▶ [Reading passage]:
Job Metrics (Counters)

  • code_executor_jobs_submitted - Total jobs submitted
  • code_executor_jobs_completed - Total jobs completed
  • code_executor_jobs_accepted - Jobs with successful exit
  • code_executor_jobs_failed - Jobs with runtime errors
  • code_executor_jobs_timeout - Jobs that timed out
  • code_executor_jobs_compile_error - Compilation failures

Performance Metrics (Gauges)

  • code_executor_execution_time_ms - Execution time with quantiles
    • quantile="avg" - Average
    • quantile="min" - Minimum
    • quantile="max" - Maximum
    • quantile="p50" - 50th percentile
    • quantile="p95" - 95th percentile
    • quantile="p99" - 99th percentile

Queue Metrics (Gauges)

  • code_executor_queue_size - Current queue depth
  • code_executor_queue_max_size - Peak queue depth
  • code_executor_queue_wait_time_ms - Queue wait time with quantiles

System Metrics (Gauges)

  • code_executor_uptime_seconds - Server uptime
  • code_executor_success_rate - Percentage of successful jobs
  • code_executor_jobs_per_second - Throughput
  • code_executor_memory_mb - Heap memory usage
  • code_executor_redis_connected - Redis connection status (1=connected, 0=down)

▶ [To do]:
A. According to the metrics list, what does code_executor_redis_connected report?
B. Retype everything in the metrics list from "System Metrics (Gauges)" down to "status (1=connected, 0=down)".
Work from the metrics list alone.

▶ [Location annotation dataset excerpts]:

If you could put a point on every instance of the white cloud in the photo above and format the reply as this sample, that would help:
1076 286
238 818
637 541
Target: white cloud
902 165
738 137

▶ [Answers for the exercise]:
A. Redis connection status, with 1 meaning connected and 0 meaning down.

B.
System Metrics (Gauges)

  • code_executor_uptime_seconds - Server uptime
  • code_executor_success_rate - Percentage of successful jobs
  • code_executor_jobs_per_second - Throughput
  • code_executor_memory_mb - Heap memory usage
  • code_executor_redis_connected - Redis connection status (1=connected, 0=down)